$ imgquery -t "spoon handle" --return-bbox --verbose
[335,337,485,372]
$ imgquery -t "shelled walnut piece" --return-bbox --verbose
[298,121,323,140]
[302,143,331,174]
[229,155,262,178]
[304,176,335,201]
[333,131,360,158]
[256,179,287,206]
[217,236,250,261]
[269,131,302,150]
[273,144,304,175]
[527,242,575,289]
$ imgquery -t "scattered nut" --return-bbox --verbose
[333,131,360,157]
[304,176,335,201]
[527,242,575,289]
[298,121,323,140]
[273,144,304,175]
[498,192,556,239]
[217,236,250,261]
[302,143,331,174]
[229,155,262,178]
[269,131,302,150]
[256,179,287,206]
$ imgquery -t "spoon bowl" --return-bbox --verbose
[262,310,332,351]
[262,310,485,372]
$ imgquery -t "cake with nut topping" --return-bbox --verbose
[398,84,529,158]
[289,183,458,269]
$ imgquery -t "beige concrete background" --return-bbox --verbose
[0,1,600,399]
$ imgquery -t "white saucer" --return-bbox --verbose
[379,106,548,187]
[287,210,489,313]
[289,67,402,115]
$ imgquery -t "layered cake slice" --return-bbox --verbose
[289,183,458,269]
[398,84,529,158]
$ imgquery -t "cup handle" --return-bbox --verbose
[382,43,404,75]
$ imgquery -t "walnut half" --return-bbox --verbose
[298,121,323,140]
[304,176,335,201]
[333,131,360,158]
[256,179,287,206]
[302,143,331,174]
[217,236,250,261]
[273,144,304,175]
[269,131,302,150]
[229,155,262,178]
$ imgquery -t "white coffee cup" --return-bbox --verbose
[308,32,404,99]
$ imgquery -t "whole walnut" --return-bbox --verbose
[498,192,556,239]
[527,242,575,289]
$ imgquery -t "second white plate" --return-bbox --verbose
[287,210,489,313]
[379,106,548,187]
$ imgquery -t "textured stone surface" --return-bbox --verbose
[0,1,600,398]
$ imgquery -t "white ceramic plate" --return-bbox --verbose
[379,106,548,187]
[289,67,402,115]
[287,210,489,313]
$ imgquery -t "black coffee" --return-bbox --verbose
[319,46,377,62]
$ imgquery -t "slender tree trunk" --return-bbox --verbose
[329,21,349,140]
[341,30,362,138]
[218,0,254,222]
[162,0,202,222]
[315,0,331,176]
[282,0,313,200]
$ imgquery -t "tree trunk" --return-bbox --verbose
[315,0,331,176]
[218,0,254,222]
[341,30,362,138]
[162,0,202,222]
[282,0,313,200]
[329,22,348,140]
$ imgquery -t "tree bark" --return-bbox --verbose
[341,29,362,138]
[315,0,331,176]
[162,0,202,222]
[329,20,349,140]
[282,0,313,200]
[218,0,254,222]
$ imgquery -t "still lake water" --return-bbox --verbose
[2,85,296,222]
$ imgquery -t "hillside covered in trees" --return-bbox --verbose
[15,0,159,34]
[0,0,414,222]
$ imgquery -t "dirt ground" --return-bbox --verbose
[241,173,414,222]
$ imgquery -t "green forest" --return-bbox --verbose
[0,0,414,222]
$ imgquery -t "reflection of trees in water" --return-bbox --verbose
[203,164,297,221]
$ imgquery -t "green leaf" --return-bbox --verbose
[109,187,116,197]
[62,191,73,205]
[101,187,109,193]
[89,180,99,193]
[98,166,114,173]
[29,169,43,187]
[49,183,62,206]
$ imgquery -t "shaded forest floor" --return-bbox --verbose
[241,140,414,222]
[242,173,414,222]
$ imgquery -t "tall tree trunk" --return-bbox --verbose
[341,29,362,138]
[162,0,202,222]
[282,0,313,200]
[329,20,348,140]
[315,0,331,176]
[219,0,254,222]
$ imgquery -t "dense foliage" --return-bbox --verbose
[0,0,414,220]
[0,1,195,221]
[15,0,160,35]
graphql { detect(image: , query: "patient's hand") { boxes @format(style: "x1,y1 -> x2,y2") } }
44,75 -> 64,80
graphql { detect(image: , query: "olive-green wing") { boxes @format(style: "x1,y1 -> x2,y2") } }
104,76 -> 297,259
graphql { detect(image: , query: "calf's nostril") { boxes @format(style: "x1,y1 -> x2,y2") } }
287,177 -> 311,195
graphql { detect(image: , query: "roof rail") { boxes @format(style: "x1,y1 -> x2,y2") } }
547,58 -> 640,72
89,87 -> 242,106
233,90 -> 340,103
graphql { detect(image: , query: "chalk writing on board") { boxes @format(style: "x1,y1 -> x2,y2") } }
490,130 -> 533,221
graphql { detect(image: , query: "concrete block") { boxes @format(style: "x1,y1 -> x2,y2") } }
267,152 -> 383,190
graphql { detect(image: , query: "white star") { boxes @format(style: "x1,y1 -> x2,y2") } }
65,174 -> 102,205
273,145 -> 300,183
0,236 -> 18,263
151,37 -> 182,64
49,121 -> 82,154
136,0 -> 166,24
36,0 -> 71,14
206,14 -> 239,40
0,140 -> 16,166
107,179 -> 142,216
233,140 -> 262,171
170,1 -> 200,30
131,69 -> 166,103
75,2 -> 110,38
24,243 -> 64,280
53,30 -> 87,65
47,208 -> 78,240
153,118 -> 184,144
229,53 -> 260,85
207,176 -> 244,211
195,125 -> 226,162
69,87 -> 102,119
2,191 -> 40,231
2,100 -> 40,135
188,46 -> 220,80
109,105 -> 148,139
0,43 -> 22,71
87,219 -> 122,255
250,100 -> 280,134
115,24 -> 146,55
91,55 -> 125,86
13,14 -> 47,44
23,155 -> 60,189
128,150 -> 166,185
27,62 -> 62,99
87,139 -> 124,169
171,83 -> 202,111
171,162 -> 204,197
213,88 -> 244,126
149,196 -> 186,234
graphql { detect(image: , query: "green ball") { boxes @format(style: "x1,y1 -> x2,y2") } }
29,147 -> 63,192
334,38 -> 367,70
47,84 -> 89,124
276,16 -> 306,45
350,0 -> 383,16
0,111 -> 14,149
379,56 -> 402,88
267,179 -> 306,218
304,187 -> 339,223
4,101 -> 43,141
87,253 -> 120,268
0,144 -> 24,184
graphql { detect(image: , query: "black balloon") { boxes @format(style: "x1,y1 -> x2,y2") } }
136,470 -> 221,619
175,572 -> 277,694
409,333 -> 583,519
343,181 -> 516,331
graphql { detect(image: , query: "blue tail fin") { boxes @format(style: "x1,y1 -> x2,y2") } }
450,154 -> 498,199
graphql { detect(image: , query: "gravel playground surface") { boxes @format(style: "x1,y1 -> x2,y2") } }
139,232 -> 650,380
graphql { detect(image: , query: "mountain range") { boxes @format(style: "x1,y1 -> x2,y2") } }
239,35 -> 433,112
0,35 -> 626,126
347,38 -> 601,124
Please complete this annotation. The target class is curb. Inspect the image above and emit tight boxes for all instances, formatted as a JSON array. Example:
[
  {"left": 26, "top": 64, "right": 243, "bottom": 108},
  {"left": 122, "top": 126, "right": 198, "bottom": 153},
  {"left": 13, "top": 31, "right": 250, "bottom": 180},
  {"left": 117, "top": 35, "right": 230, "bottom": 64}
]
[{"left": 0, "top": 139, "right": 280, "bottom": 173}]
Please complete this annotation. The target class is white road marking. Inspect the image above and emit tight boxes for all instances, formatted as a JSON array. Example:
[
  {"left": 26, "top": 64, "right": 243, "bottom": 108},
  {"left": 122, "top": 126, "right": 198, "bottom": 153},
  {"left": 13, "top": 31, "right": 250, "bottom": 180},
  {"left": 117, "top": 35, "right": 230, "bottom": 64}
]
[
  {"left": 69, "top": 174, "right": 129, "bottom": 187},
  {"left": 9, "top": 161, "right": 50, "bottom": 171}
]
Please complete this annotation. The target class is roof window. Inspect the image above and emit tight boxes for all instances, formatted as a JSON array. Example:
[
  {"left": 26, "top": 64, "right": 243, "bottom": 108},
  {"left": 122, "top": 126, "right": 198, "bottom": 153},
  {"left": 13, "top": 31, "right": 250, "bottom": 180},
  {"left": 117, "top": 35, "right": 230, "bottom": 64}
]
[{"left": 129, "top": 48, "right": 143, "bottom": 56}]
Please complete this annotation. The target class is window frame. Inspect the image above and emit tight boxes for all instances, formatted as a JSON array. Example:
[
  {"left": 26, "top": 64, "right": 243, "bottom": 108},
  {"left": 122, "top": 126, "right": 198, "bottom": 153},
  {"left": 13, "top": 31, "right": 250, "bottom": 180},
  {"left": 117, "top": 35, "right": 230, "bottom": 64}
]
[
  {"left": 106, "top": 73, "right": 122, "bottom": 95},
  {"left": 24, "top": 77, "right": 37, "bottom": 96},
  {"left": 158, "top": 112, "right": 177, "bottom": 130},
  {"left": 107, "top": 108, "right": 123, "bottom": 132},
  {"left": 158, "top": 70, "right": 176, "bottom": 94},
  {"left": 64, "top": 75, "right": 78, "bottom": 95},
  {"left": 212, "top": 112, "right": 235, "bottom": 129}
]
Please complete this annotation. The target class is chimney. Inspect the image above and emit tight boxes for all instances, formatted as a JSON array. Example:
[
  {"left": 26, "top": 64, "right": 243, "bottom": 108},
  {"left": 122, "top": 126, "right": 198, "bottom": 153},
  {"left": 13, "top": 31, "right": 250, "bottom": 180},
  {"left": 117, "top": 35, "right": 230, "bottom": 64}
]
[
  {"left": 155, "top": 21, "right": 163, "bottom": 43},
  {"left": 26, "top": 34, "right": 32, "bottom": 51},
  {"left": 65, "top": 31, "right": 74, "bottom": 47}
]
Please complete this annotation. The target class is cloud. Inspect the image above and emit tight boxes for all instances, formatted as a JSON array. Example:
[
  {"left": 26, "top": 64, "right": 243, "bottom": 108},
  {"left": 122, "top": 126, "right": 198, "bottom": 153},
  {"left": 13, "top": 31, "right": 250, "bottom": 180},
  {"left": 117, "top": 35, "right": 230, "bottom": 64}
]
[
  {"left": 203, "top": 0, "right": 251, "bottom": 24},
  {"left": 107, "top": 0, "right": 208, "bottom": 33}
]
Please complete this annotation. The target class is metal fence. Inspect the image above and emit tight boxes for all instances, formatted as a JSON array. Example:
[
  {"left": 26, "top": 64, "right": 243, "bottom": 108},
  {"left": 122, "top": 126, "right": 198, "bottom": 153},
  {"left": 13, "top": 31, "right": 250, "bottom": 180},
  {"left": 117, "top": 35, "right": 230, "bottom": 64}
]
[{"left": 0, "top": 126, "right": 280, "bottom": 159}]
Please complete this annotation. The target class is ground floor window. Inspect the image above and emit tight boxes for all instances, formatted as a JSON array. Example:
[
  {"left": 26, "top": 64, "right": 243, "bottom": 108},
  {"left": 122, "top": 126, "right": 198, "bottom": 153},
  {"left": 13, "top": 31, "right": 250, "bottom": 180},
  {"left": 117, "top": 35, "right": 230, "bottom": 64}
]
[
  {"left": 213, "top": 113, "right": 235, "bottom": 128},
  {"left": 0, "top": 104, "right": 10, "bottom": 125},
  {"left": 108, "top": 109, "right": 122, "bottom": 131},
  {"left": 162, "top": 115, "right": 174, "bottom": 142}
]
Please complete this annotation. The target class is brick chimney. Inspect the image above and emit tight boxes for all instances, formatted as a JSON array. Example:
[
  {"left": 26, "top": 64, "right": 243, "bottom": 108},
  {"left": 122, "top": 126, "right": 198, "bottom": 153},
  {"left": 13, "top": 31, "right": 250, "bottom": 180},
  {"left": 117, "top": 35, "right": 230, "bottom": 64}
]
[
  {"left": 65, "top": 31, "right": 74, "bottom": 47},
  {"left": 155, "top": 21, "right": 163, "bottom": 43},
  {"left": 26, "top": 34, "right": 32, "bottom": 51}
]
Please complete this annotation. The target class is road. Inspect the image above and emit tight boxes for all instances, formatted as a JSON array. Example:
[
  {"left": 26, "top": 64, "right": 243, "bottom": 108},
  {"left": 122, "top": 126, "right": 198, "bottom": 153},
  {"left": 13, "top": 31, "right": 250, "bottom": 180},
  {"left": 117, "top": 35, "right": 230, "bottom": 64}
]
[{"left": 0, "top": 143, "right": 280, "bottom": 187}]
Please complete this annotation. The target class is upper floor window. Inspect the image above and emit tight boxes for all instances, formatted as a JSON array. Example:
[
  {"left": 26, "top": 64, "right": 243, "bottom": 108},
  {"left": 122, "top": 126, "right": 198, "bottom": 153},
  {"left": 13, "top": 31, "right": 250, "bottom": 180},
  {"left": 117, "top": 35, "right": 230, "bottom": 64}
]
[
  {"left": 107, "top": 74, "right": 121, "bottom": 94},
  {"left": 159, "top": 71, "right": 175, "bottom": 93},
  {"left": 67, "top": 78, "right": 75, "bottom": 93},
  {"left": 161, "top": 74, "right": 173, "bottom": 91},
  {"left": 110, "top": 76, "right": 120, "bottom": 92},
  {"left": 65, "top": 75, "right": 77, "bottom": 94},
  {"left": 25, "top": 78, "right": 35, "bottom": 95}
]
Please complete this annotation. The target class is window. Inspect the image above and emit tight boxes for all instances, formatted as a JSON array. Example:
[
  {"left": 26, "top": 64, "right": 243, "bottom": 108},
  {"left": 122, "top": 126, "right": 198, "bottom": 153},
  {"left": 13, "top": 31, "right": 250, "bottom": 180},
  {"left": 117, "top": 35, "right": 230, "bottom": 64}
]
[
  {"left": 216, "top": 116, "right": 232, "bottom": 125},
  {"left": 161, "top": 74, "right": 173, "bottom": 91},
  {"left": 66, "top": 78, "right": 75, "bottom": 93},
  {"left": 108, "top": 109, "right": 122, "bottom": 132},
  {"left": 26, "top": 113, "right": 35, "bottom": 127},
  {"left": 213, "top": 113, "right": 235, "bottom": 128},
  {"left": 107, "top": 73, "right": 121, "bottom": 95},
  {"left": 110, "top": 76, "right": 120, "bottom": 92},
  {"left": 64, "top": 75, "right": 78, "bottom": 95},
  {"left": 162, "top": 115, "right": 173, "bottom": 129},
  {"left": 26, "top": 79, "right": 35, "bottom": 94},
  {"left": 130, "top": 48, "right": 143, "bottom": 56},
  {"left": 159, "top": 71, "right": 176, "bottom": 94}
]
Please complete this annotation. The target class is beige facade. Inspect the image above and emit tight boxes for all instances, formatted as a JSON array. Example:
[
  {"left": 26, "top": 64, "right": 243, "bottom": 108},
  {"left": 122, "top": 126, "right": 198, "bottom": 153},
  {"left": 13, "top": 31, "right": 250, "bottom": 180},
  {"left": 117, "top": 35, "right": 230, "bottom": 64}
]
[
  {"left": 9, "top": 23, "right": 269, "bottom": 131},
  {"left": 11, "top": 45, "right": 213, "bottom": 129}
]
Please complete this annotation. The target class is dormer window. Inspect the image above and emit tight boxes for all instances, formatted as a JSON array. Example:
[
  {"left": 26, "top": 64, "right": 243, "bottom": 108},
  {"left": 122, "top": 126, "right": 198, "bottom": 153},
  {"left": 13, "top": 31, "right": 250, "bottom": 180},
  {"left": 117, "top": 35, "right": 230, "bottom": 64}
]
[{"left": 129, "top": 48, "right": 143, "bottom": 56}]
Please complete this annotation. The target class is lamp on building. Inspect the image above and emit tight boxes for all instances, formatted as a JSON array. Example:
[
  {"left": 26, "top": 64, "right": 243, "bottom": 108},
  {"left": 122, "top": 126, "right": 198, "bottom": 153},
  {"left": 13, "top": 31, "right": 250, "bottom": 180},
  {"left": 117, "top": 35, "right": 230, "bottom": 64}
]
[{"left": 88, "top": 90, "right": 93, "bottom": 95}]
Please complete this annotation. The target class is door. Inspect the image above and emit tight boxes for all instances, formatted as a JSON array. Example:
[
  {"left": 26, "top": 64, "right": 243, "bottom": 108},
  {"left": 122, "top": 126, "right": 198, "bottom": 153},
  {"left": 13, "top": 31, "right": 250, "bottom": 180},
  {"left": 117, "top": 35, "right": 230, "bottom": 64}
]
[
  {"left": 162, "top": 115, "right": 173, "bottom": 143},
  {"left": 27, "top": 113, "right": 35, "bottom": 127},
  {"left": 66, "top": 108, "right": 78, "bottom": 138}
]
——————————
* Given task: Set down exactly what runs from the line with "Please complete this annotation. The target class is door." to the last line of the data above, including both of those lines and no others.

* Response to the exercise:
Please complete this annotation. The target class is door. Inspect the image above and emit tight boxes for all instances, formatted as a JSON array. Example:
[
  {"left": 26, "top": 64, "right": 243, "bottom": 108},
  {"left": 122, "top": 126, "right": 198, "bottom": 153},
  {"left": 13, "top": 31, "right": 250, "bottom": 180},
  {"left": 117, "top": 35, "right": 230, "bottom": 64}
]
[
  {"left": 162, "top": 115, "right": 173, "bottom": 143},
  {"left": 27, "top": 113, "right": 35, "bottom": 127},
  {"left": 66, "top": 108, "right": 78, "bottom": 138}
]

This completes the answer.